• [What to work on]
Task for the records below: repeat the line containing "mark the parked car | one pin per instance." and every line after it, exactly and with nothing else, but leave out the pictures.

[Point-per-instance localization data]
□ □ □ □ □ □ □
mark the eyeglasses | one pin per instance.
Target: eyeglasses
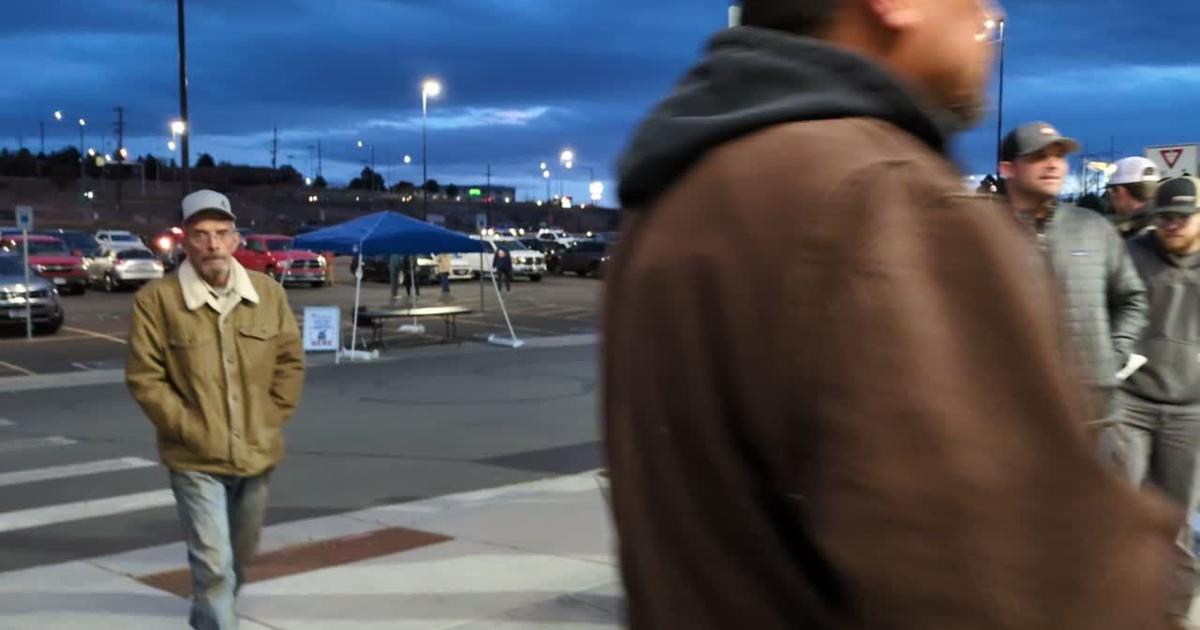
(204, 238)
(991, 30)
(1169, 219)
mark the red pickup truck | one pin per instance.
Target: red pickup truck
(52, 259)
(273, 255)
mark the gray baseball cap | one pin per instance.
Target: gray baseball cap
(1033, 137)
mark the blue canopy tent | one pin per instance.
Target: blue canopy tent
(385, 233)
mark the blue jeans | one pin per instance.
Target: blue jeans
(222, 519)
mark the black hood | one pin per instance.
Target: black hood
(755, 78)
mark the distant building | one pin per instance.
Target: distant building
(483, 193)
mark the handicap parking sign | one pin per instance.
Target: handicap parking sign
(25, 217)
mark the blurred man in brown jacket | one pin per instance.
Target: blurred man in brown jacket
(216, 364)
(834, 389)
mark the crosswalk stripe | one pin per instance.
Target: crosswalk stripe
(34, 443)
(76, 469)
(66, 513)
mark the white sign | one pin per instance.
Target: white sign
(25, 217)
(322, 328)
(1175, 161)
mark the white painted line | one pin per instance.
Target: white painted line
(96, 335)
(84, 509)
(34, 443)
(76, 469)
(18, 369)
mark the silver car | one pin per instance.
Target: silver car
(115, 269)
(43, 298)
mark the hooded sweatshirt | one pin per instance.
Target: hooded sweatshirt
(834, 391)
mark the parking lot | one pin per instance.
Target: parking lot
(94, 336)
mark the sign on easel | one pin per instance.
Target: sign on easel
(322, 328)
(25, 217)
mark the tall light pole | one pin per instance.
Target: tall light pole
(430, 89)
(82, 125)
(183, 100)
(361, 145)
(1000, 106)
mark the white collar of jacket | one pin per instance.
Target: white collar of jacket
(196, 294)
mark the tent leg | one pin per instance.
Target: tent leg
(511, 341)
(354, 315)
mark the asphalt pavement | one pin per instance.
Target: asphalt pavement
(79, 474)
(94, 336)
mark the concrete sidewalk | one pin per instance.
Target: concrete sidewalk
(537, 555)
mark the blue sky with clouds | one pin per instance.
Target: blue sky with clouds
(525, 78)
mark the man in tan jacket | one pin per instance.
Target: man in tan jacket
(834, 391)
(217, 366)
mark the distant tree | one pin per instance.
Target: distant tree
(151, 166)
(63, 167)
(1093, 202)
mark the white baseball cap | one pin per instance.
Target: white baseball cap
(207, 201)
(1133, 171)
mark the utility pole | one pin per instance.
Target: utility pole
(183, 101)
(119, 151)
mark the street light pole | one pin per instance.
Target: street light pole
(183, 100)
(82, 124)
(430, 88)
(1000, 105)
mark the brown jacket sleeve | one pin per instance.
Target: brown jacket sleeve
(851, 412)
(145, 369)
(289, 359)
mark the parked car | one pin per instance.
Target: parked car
(273, 255)
(550, 250)
(43, 298)
(52, 261)
(586, 258)
(556, 235)
(117, 269)
(526, 263)
(119, 239)
(78, 241)
(168, 246)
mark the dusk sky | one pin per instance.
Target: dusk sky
(523, 78)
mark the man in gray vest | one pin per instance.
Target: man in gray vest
(1161, 419)
(1103, 297)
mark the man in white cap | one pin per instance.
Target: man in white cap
(1132, 191)
(217, 366)
(1161, 419)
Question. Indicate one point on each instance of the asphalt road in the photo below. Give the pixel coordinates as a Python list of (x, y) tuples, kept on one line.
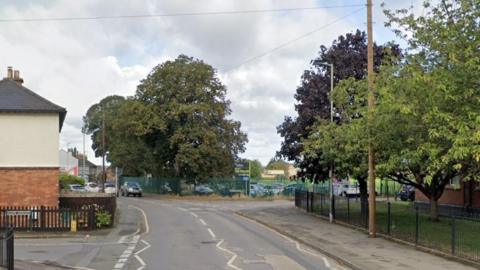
□ □ □ □ □ □ □
• [Answer space]
mark the parked car | one pin per instance.
Target: parked car
(273, 255)
(550, 250)
(43, 298)
(52, 261)
(586, 258)
(556, 235)
(117, 269)
(526, 263)
(119, 239)
(78, 241)
(168, 246)
mark the dusk sky | one pin per instance.
Target: dusk sky
(523, 78)
mark the man in gray vest | one pin per instance.
Target: man in gray vest
(1161, 419)
(1103, 297)
mark the man in white cap | one pin per instance.
Target: man in white cap
(1132, 191)
(217, 366)
(1161, 419)
Question. Indicate one point on each instance of the asphalt road in the photo below. Give the pixel coordinates as a Python list of (x, y) tuples, kept on one line.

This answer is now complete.